*ARTICLE:*
[Begin]
Communicating love and admiration to
your partner is a hallmark of any relationship, yet after some time and dealing
with the stresses of day-to-day life, you might find that positive
communication diminishes. This includes telling your partner that you love
them. These comments start to fade in frequency. You may not express gratitude
for your partner aloud because it may not come naturally. Instead, you make a
big deal over trivial issues and miss the big picture. 

One effective way to increase positive communication and
to learn more about your partner is to ask 
open-ended questions.
For instance, I often advise couples to ask their partner questions such as,
“What was it like at work today?” This query can elicit more conversation than
“Did you have a good day?”

According to Dr. John Gottman, posing questions that
require no more than a yes or no can kill a
conversation, whereas open-ended questions such as “What did you like best
about the movie?” require a deeper response that can enhance conversation.

Ultimately, these broadly relatable questions serve as a
tool for partners trying to be more active in taking an emotional interest in
their loved one. And in these trying, unprecedented times, it seems the
positive results of such inquiry will provide a counterbalance to the strife,
uncertainty, and stress that we’re all living with.
[End]
*DIRECTIVES:*
A. Repeat the portion of the passage on communication between partners between "Communicating love and admiration to" and "the big picture.", inclusive.
B. List every question that appears in quotation marks in the passage on communication between partners.
C. Resume the passage on communication between partners, picking up right after its final sentence.

*DATASET CONTENT:*
[Begin]
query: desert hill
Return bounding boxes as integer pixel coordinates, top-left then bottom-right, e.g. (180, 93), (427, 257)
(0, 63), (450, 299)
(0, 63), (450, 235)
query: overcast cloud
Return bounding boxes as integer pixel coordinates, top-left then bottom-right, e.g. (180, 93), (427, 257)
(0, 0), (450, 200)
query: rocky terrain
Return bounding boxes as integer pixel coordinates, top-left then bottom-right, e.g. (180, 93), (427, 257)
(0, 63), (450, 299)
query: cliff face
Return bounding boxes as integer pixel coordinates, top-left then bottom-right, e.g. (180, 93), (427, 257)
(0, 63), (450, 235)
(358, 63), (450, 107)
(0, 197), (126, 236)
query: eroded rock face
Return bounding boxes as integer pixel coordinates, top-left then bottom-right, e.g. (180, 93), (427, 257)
[End]
*ANSWER SET:*
A.
Communicating love and admiration to
your partner is a hallmark of any relationship, yet after some time and dealing
with the stresses of day-to-day life, you might find that positive
communication diminishes. This includes telling your partner that you love
them. These comments start to fade in frequency. You may not express gratitude
for your partner aloud because it may not come naturally. Instead, you make a
big deal over trivial issues and miss the big picture.

B.
“What was it like at work today?”
“Did you have a good day?”
“What did you like best about the movie?”

C.
Here
are four more questions to ask your partner (and for them to ask you) to
increase intimacy

1. What’s one thing you think could improve our
relationship?

2. What are two things you like about the way I
communicate with you?

3. What are two things you would like to see me change
about how I communicate with you?

4.  How would you prefer we spend our free time
together this weekend? 

Sometimes couples are so absorbed in their problems that
they forget to see their partner as a person. You can strengthen your
relationship by learning more about your partner and discussing their thoughts
and feelings. If you try to answer the above questions about your partner first
and then compare answers (or interview each other), you are on the path to
building authentic love and improving the quality of your partnership. The
following points can help you attain closeness with your partner on a daily
basis.

8
strategies for increasing communication and creating loving intimacy

  • Be sure you first understand before seeking to be
    understood.
     Respond to what your partner is really saying
    in the moment. Be 
    attuned to
    their experience, more than your own.
  • Freely communicate your admiration and fondness for your partner. You might say, “You’re such a
    special person, and I’m lucky to have you.”
  • Catch your partner doing something “right” and compliment them for it.
  • Practice offering mutual gratitude on a regular basis. For instance, you might say, “I’m
    so grateful that you work hard and I can see you had a tough day. I’d like
    to get you some iced tea and hear about how your day went.”
  • Turn towards your partner when they make a bid for attention, affection, or any other type of positive communication. Overtures
    often display themselves in basic but powerful ways such as a smile or pat
    on the shoulder. In contrast, turning away might mean you continue to
    watch TV or look at your phone when your partner is sharing something important
    with you.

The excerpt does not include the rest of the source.